• Task prompt:
Lay out the full listing below as a numbered list, one line per item, and leave out any blank lines.
── Data shown
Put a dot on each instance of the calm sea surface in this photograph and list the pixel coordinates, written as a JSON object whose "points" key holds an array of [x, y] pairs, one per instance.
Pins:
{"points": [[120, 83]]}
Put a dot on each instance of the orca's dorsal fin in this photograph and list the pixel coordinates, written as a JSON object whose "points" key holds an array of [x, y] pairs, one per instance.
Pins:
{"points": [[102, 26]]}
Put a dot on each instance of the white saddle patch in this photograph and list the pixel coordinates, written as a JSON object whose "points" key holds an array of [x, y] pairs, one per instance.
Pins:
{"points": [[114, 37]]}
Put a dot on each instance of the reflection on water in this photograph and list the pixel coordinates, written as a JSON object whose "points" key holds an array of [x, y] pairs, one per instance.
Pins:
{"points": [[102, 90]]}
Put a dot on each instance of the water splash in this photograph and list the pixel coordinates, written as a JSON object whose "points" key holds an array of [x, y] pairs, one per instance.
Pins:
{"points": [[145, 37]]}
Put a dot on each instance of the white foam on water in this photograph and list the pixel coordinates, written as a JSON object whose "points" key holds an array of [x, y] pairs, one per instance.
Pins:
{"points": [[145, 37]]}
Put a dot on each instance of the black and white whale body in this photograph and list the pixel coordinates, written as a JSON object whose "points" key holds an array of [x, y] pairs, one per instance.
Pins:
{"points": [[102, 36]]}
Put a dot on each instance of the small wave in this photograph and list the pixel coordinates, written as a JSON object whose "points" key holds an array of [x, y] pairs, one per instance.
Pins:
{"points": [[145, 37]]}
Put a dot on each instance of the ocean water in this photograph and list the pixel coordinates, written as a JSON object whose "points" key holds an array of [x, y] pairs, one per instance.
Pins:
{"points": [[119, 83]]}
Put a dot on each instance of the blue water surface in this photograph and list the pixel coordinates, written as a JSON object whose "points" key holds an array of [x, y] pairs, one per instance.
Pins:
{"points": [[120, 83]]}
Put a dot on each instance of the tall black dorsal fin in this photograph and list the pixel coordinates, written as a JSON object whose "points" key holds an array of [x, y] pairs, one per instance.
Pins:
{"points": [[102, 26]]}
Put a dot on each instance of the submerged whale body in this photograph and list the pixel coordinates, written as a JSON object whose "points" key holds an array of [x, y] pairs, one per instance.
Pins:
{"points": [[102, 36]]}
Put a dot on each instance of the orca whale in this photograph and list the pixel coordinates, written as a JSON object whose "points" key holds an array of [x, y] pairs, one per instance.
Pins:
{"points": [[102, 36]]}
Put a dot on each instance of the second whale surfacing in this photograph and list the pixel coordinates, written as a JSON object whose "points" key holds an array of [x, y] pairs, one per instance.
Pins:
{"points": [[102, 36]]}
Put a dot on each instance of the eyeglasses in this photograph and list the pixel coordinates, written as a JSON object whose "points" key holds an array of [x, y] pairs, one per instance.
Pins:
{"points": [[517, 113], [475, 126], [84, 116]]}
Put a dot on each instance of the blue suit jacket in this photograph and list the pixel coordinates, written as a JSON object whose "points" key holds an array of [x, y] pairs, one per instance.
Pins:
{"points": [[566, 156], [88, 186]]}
────
• Correct answer:
1. Put a dot on each instance of the calm sea surface in this photograph and list the pixel coordinates, written as a JSON object whose "points" key holds an array of [x, y] pairs, one per instance.
2. Pins:
3. {"points": [[120, 83]]}
4. Put a dot on each instance of the orca's dorsal fin in this photograph and list the pixel coordinates, written as a JSON object whose "points" key holds an array of [x, y] pairs, one per instance.
5. Pins:
6. {"points": [[102, 26]]}
7. Put a dot on each instance of the white saddle patch in this photograph and list the pixel coordinates, written as a JSON object whose "points" key holds an array of [x, y] pairs, one per instance.
8. Pins:
9. {"points": [[114, 37]]}
10. Put a dot on each instance of the reflection on water in this photograph and list the pixel coordinates, written as a JSON object whose "points" key holds an array of [x, y] pairs, one per instance.
11. Pins:
12. {"points": [[102, 90]]}
13. Put a dot on each instance of the water splash in this photograph and list the pixel coordinates, written as a JSON object whose "points" key holds an array of [x, y] pairs, one per instance.
14. Pins:
15. {"points": [[145, 37]]}
16. Put a dot on each instance of the white foam on water in this photograph and list the pixel coordinates, written as a JSON object whose "points" key holds an array of [x, y] pairs, one per instance.
17. Pins:
18. {"points": [[145, 37]]}
19. Put a dot on each instance of the black and white whale body in this photograph and list the pixel coordinates, written as a JSON object whose "points" key holds an array of [x, y] pairs, one per instance.
20. Pins:
21. {"points": [[102, 36]]}
22. Put a dot on each instance of the small wave in this photograph and list the pixel coordinates, written as a JSON object whose "points" key holds an array of [x, y] pairs, one per instance.
23. Pins:
24. {"points": [[145, 37]]}
25. Put a dot on each instance of the ocean water in this photograph and list the pixel coordinates, written as a JSON object whose "points" key holds an array of [x, y] pairs, one per instance.
26. Pins:
27. {"points": [[119, 83]]}
28. Put a dot on each instance of the blue water surface in this photograph and list the pixel coordinates, written as a JSON object whose "points" key holds an array of [x, y] pairs, one per instance.
29. Pins:
30. {"points": [[120, 83]]}
31. Put a dot on each instance of the tall black dorsal fin in this photograph and list the pixel coordinates, written as a JSON object whose "points" key holds an array of [x, y] pairs, one per instance.
32. Pins:
33. {"points": [[102, 26]]}
34. Put a dot on each instance of the submerged whale body in this photograph and list the pixel coordinates, written as a JSON object whose "points" key holds an array of [x, y] pairs, one per instance.
35. Pins:
36. {"points": [[102, 36]]}
37. Put a dot on each instance of the orca whale in this photograph and list the pixel coordinates, written as a JSON object whose "points" key holds an array of [x, y] pairs, one per instance.
38. Pins:
39. {"points": [[102, 36]]}
40. Put a dot on each instance of the second whale surfacing in this photograph and list the pixel coordinates, written as a JSON object whose "points" key holds an array of [x, y] pairs, one per instance.
41. Pins:
42. {"points": [[102, 36]]}
43. Put a dot on each instance of the eyeglasses in this photograph and list the pixel coordinates, written as a JSON object whose "points" key holds an array of [x, y] pairs, one per instance.
44. Pins:
45. {"points": [[517, 113], [475, 126], [84, 116]]}
46. Put a dot on each instance of the blue suit jacket in this photograph and list the pixel coordinates, written as a JSON object whose "points" key holds an array of [x, y] pairs, one per instance.
47. Pins:
48. {"points": [[566, 156], [88, 186]]}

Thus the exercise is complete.